RAW DATA:
####
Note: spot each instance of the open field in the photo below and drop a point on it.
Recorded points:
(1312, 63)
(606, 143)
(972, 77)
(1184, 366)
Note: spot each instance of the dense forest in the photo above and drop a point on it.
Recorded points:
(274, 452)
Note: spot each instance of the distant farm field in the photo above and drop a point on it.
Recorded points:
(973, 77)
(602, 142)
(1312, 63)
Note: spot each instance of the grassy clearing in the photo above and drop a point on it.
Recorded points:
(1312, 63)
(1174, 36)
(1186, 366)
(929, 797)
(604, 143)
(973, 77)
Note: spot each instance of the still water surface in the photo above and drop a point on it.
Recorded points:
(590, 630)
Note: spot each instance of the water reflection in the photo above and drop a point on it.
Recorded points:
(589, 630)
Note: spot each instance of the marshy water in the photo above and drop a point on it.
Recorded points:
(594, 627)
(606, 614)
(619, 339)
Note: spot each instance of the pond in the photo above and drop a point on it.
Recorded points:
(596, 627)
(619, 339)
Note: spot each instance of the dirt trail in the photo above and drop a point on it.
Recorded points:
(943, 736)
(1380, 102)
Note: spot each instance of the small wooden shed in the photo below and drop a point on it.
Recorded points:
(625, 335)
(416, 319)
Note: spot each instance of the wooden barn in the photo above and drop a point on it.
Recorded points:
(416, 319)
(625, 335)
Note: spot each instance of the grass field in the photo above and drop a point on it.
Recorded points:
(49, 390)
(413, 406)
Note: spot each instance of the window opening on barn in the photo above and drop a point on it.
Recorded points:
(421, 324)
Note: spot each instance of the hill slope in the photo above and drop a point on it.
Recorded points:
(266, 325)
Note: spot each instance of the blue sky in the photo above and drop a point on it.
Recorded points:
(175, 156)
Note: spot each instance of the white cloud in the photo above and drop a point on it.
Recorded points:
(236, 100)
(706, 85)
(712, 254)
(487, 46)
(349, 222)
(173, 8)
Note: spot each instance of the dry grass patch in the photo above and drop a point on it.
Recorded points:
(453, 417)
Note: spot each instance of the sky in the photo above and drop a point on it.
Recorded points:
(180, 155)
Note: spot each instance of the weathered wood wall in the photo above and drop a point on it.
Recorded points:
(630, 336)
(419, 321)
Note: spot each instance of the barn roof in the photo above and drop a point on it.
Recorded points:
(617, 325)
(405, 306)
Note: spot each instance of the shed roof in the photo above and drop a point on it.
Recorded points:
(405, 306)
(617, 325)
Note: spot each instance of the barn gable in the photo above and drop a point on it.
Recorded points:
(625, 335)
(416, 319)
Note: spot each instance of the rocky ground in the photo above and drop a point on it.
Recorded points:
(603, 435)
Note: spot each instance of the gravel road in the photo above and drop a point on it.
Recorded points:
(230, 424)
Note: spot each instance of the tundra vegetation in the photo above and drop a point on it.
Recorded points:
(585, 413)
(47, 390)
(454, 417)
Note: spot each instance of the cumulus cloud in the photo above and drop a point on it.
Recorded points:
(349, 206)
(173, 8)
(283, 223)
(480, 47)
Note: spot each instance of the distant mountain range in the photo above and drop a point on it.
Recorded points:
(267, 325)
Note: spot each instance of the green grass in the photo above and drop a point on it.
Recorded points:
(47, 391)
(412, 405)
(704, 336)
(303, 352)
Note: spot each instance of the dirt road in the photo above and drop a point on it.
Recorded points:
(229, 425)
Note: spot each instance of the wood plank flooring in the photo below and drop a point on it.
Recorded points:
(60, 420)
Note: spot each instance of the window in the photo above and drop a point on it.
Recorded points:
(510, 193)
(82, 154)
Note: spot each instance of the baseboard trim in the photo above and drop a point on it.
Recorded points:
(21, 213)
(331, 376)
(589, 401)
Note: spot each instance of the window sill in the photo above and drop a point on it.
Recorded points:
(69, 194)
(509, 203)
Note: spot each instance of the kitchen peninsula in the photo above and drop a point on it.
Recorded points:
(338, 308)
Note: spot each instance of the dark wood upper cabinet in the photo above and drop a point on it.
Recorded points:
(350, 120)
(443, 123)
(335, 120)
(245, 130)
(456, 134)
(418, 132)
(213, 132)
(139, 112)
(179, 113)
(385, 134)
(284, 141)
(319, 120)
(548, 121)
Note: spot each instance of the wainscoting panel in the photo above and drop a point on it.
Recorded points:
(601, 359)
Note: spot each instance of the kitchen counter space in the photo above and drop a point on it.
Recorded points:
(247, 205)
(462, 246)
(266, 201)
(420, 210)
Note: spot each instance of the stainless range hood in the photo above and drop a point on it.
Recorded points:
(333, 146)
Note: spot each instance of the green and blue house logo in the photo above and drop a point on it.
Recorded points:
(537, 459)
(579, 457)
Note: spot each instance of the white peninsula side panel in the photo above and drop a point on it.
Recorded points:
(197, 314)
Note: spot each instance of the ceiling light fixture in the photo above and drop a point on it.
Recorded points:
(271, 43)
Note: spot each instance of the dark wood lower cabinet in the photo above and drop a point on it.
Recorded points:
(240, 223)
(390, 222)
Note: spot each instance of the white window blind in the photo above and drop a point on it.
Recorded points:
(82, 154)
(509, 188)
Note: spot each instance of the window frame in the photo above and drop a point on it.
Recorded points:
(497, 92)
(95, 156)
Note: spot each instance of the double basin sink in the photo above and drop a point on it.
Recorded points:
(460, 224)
####
TASK PROMPT:
Write the data out again in full. Match it word for word.

TASK OUTPUT:
Note: spot each instance of the open field in the photo below and drop a point on it.
Recorded points:
(1312, 63)
(606, 143)
(972, 77)
(1184, 366)
Note: spot each instance of the dense forest in the photo above and drop a point on it.
Recorded points:
(274, 452)
Note: spot each instance of the distant farm field in the photo above and drop a point on it.
Recorded points:
(973, 77)
(602, 142)
(1312, 63)
Note: spot each instance of the grassy clearing in the photo above and drop a point on it.
Recorded points:
(1312, 63)
(1174, 36)
(1186, 366)
(929, 797)
(604, 143)
(973, 77)
Note: spot each instance of the still water surface in the photo above and drop a point on it.
Recorded points:
(590, 630)
Note: spot each instance of the water reflection in the photo above and drop a point on it.
Recorded points:
(589, 630)
Note: spot each instance of the marshy water in the photo above and drop a point on it.
Recorded points:
(594, 627)
(606, 614)
(619, 339)
Note: spot each instance of the pond in the photo above and drop a point on it.
Recorded points:
(596, 627)
(619, 339)
Note: spot each instance of the dirt trail in the photo above and drop a point on it.
Recorded points:
(943, 736)
(1380, 102)
Note: spot each instance of the small wooden shed in the photo below and drop a point on it.
Recorded points:
(625, 335)
(416, 319)
Note: spot each instance of the wooden barn in the photo above and drop a point on it.
Recorded points:
(416, 319)
(625, 335)
Note: spot each instance of the grass field in the photo above and drop a point on it.
Recorded points:
(49, 390)
(413, 406)
Note: spot each instance of the window opening on barn in the photo above and drop a point on it.
Recorded points:
(421, 324)
Note: spot each instance of the hill slope in the photo above and drop a point on it.
Recorded points:
(266, 325)
Note: spot each instance of the blue sky in the photo above and drop a point on it.
Recorded points:
(175, 156)
Note: spot each instance of the white cloud in the photo above and drop a point on it.
Recorded points:
(236, 100)
(706, 85)
(712, 254)
(487, 46)
(349, 222)
(173, 8)
Note: spot each instance of the dry grass patch in the photo above and drop a point on it.
Recorded points:
(453, 417)
Note: spot each instance of the sky in the photo above and drop a point on it.
Recorded points:
(180, 155)
Note: spot each instance of the weathered wood wall in the photo above and drop a point on it.
Recorded points:
(630, 336)
(419, 321)
Note: spot each instance of the barn roof in the photo above and drop a point on it.
Recorded points:
(617, 325)
(405, 306)
Note: spot each instance of the shed roof in the photo above and drop a point on it.
Recorded points:
(405, 306)
(617, 325)
Note: spot each instance of the barn gable in the photo above and drop a point on it.
Recorded points:
(625, 335)
(416, 319)
Note: spot each instance of the rocky ground in the photo above and drop a point on it.
Recorded points:
(603, 435)
Note: spot each instance of the gravel road in the photo above and drop a point on it.
Recorded points:
(230, 424)
Note: spot each instance of the tundra vegetation in the photo above and drop a point on it.
Recorded points:
(585, 413)
(47, 390)
(454, 417)
Note: spot each instance of the cumulus cloud in the photo above and drop a point on it.
Recorded points:
(349, 206)
(173, 8)
(283, 223)
(480, 47)
Note: spot each instance of the distant mountain range in the photo above and drop a point on it.
Recorded points:
(267, 325)
Note: spot each instance of the green grass in the photo above and drop a point on it.
Recorded points:
(47, 391)
(412, 405)
(704, 336)
(303, 352)
Note: spot each instance of the dirt road in the photo above and drop a point on it.
Recorded points:
(229, 425)
Note: spot each instance of the wood plank flooring in the photo below and drop a point on it.
Recorded points:
(60, 420)
Note: spot each instance of the window in the photo above and drop a point on it.
Recorded points:
(510, 193)
(82, 154)
Note: spot each instance of the baseboard trim in the photo above and drop a point on it.
Recorded points:
(21, 213)
(331, 376)
(589, 401)
Note: spot each instance of the window sill in the photo above and drop a point on it.
Recorded points:
(69, 194)
(509, 203)
Note: spot each instance of the kitchen peninsula in the photo above and drop a point on it.
Recorded points:
(338, 308)
Note: spot each instance of the dark wood upper cabinet in the photo above and drop a point on it.
Recorded points:
(350, 120)
(443, 123)
(335, 120)
(245, 130)
(456, 134)
(418, 132)
(213, 132)
(139, 112)
(179, 113)
(385, 134)
(284, 141)
(319, 120)
(548, 121)
Note: spot each instance of the wainscoting panel in the photo above and drop a point on it.
Recorded points:
(601, 359)
Note: spot each instance of the kitchen counter space in the photo above and drop a point on it.
Recorded points:
(247, 205)
(462, 246)
(266, 201)
(420, 210)
Note: spot each instance of the stainless range hood in the photo above and drop a point on it.
Recorded points:
(333, 146)
Note: spot each instance of the green and blue house logo in the photo above and drop a point on it.
Recorded points:
(537, 459)
(579, 457)
Note: spot each instance of the white peninsula side panel in the photo above and drop a point on it.
Recorded points:
(197, 314)
Note: spot each instance of the ceiling light fixture in the photo above and drop a point on it.
Recorded points:
(271, 43)
Note: spot each instance of the dark wood lower cabinet in the photo above and drop a point on it.
Recorded points:
(240, 223)
(390, 222)
Note: spot each instance of the white window blind in the photo above and drop a point on it.
Recorded points:
(82, 154)
(509, 188)
Note: spot each instance of the window frame in the photo above and drop a point on it.
Recorded points:
(497, 92)
(95, 156)
Note: spot each instance of the double basin sink in the photo above and drop a point on it.
Recorded points:
(460, 224)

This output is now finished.